Exercise aim. Return the part of the family therapy text from "Throughout the process, the" to "to complete together.", copied word for word.

Extract to read.
◇ ◇ ◇ ◇ ◇ ◇ ◇
Divorce or Separation
Family therapy can provide a structured and supportive environment for all family members to navigate the complexities of divorce or separation. The family therapist will help you prioritize healthy communication, co-operation, and emotional expression, to foster resilience and emotional well-being.
Grief and Loss
Family therapy can create a supportive and healing space for families to process grief together, fostering mutual support and understanding. Additional benefits can be reduced isolation, finding ways to honor their loved one, and adjusting to changed family roles and dynamics.
Each blended family is unique and the specific challenges and situations will vary. Family therapy provides a tailored approach to address the particular dynamics and needs of your family to help all members work together to address conflict, build loyalty, strengthen bonds and assist in the transition.
Family therapy can be particularly valuable in the aftermath of a traumatic event. Family therapy can provide a safe space to explore the trauma’s impact on family dynamics, improve communication, and develop coping strategies for supporting the affected individual’s recovery.
What Can I Expect?
Family therapy will begin with an assessment to understand the family dynamics, issues, and goals.
Often, family therapists will meet with the family as a unit first and then meet with each family member individually for a more thorough assessment of each person’s experience.
Part of the assessment involves identifying treatment goals to understand what you and your family would like to accomplish during therapy.
Throughout the process, the therapist will take an active role which involves
- guiding discussion,
- mediating to ensure everyone is heard,
- teaching strategies,
- offering insight,
- correcting comments that insinuate blame or scapegoating,
- encouraging curiosity and understanding,
- creating a safe, supportive, and nonjudgmental environment,
- educating about relevant topics such as communication, parenting, child and adolescents development, challenging misconceptions, coping strategies, etc.
Sometimes, therapists will assign homework activities. This can include exercises for each family member to complete individually and/or activities for the family to complete together.
For therapy to be successful, it is important that all family members are committed and actively participate in sessions.
Frequently Asked Questions About Family Therapy
Q: How long does family therapy typically last?
A: Family therapy typically begins as weekly, 1-1.5 hour long sessions. The duration of sessions will vary depending on a variety of factors. The family therapist is always working towards providing families with the necessary tools to eventually not require therapy.
Q: Is family therapy only for “traditional” or “nuclear” families?
A: Family is family. We welcome diverse family structures including blended/step-families, polyamorous families, adoptive/foster families, and any other “non-traditional” family structures.
◇ ◇ ◇ ◇ ◇ ◇ ◇
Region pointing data

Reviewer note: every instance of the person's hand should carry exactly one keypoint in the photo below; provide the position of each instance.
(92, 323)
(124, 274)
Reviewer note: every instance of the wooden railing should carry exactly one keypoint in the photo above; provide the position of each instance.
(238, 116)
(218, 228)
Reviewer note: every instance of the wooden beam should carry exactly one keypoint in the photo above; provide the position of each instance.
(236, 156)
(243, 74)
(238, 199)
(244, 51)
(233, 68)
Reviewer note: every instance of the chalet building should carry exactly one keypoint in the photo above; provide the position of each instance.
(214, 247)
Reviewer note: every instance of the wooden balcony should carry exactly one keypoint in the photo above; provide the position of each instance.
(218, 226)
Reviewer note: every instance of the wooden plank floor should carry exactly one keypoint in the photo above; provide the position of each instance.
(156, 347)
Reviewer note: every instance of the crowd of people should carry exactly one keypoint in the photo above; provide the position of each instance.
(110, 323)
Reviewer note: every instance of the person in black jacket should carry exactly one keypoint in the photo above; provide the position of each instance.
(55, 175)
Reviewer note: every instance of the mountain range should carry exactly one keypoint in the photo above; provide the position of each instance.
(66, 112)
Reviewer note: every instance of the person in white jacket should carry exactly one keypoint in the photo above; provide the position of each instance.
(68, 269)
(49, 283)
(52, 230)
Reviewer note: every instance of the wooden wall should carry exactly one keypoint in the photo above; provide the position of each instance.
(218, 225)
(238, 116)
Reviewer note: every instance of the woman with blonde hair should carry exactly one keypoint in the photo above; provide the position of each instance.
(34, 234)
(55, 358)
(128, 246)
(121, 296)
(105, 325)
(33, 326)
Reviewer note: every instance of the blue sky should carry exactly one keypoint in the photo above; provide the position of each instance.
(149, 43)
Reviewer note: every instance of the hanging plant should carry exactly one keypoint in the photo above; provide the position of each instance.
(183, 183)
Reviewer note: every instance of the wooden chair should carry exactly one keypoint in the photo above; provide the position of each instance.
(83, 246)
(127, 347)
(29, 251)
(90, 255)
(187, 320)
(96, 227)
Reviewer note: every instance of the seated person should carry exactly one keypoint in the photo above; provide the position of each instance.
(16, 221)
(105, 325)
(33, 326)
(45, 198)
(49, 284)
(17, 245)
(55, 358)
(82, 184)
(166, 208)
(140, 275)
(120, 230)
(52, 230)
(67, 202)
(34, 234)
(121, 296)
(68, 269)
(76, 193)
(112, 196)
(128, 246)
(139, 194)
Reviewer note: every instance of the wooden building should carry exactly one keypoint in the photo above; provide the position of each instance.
◇ ◇ ◇ ◇ ◇ ◇ ◇
Expected answer.
Throughout the process, the therapist will take an active role which involves
- guiding discussion,
- mediating to ensure everyone is heard,
- teaching strategies,
- offering insight,
- correcting comments that insinuate blame or scapegoating,
- encouraging curiosity and understanding,
- creating a safe, supportive, and nonjudgmental environment,
- educating about relevant topics such as communication, parenting, child and adolescents development, challenging misconceptions, coping strategies, etc.
Sometimes, therapists will assign homework activities. This can include exercises for each family member to complete individually and/or activities for the family to complete together.